GOAL OF THE EXERCISE: The records below need to be restated word for word.

EXCERPTED RECORDS:
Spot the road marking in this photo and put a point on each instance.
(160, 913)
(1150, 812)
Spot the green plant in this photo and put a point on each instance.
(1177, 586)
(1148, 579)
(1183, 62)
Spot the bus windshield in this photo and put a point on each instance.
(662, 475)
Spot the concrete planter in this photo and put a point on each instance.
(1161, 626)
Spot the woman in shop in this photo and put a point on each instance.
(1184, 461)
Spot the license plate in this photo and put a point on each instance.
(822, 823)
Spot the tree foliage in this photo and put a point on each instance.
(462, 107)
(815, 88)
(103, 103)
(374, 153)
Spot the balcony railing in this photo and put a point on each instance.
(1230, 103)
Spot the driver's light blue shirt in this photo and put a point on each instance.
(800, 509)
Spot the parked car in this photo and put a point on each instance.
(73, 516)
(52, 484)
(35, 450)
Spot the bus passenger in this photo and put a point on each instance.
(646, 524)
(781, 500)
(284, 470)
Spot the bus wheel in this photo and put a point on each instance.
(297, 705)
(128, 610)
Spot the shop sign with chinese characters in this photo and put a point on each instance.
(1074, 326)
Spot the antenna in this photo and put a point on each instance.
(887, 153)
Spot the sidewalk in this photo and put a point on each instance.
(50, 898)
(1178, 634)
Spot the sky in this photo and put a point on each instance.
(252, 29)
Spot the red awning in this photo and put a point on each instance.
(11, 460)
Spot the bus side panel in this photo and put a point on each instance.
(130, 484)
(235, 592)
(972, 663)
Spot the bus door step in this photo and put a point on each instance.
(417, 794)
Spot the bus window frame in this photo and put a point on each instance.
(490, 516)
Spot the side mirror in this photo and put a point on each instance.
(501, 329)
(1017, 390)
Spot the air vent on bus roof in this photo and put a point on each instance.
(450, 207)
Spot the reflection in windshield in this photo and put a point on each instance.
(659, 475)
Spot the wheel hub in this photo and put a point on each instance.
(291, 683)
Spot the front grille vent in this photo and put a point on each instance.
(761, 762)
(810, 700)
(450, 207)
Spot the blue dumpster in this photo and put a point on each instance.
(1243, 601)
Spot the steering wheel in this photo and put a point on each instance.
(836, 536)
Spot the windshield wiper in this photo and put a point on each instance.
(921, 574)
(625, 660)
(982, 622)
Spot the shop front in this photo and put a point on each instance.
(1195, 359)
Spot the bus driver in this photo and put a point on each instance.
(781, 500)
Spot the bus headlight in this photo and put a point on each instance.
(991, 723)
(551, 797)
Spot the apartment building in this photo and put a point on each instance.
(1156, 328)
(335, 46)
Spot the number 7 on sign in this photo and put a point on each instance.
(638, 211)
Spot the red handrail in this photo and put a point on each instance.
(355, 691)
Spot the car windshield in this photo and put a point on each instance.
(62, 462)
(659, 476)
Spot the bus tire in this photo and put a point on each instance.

ANSWER FOR THIS EXERCISE:
Spot the road marking in this photo and put a point on each instance.
(160, 913)
(1150, 812)
Spot the green plant in this photo and put a point on each instance.
(1177, 586)
(1148, 579)
(1183, 62)
Spot the bus windshield in this photo and put a point on each instance.
(662, 475)
Spot the concrete planter in this photo and put a point on each instance.
(1161, 626)
Spot the woman in shop in this photo and put a point on each instance.
(1184, 461)
Spot the license plate in this photo and put a point on each instance.
(822, 823)
Spot the tree foliage in this photo and put a point on each instance.
(462, 107)
(815, 88)
(103, 103)
(374, 153)
Spot the balcony railing in this photo and put a point on each instance.
(1230, 103)
Spot the driver's light blue shirt in this photo and put a point on each instance.
(800, 509)
Spot the parked car in this photo and put a point on each instance.
(73, 516)
(52, 484)
(35, 450)
Spot the bus passenger in this photo and put a point on each instance.
(646, 524)
(781, 500)
(284, 470)
Spot the bus wheel in this photo and put a point on each instance.
(297, 705)
(128, 610)
Spot the shop sign with chinese characters in this photo and put a point on each instance.
(1074, 326)
Spot the antenna in this photo and put a point on each instance.
(887, 153)
Spot the sidewalk in this photo and put a point on each instance.
(50, 898)
(1178, 634)
Spot the sky in this photo and put a point on each instance.
(252, 29)
Spot the red awning in this photo and put a point on each instance.
(11, 460)
Spot the bus side panel in this photo and put a point on each instance.
(130, 484)
(235, 592)
(972, 663)
Spot the bus door step in this photo and put a point on each instance.
(417, 794)
Spot the bus window frame in this photo and put a point on each instance.
(490, 516)
Spot the side mirror in this photo and put a point on each instance.
(501, 329)
(1017, 390)
Spot the air vent on bus roof in this photo and put a point on each instance.
(450, 207)
Spot the reflection in windshield in this photo and put a point on each instance.
(659, 475)
Spot the wheel hub in this photo and put a point on each instance.
(291, 683)
Spot the front grille vent in this photo and put a point on each instance.
(761, 762)
(810, 700)
(450, 207)
Spot the blue dumpster in this photo and put a point on each instance.
(1243, 601)
Spot the steering wheel in this photo and put a point on each instance.
(836, 536)
Spot the windshield wiper in this photo and put a point on each instance.
(921, 574)
(625, 660)
(982, 622)
Spot the shop front in this photo and put a point on each instance.
(1195, 359)
Spot the bus driver in this photo and put a point on each instance.
(781, 500)
Spot the bus headlight in this photo and put a point on each instance.
(991, 723)
(551, 797)
Spot the apartment building in this photo and put a point on each instance.
(1156, 328)
(335, 46)
Spot the number 7 on sign in this photo and put a point on each instance.
(638, 211)
Spot the red handrail in this photo and put a point on each instance.
(355, 691)
Spot the car windshield in this photo and put a point on each instance.
(62, 462)
(659, 476)
Spot the bus tire in this photo and put a point on each instance.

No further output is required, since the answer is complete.